Work to complete:
Return word for word the lines of the entries below, from the line containing "Place one keypoint on each instance of the street" through the line containing "Target: drainpipe", including both of those lines.

— start —

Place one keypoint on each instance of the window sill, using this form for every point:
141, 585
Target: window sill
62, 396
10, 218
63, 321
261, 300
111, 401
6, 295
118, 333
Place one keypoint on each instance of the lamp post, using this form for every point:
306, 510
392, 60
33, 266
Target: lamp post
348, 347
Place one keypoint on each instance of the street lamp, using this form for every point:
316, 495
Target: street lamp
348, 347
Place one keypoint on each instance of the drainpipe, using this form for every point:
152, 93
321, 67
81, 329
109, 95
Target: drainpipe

— end —
— start —

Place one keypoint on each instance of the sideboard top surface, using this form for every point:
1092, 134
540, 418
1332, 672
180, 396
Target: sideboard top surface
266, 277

— end —

Full response:
Place one keypoint on each instance of the street lamp, using this form for every point:
316, 495
Target: street lamp
348, 347
Place one keypoint on each instance of the drainpipe, using this form for every point:
152, 93
321, 67
81, 329
109, 95
Target: drainpipe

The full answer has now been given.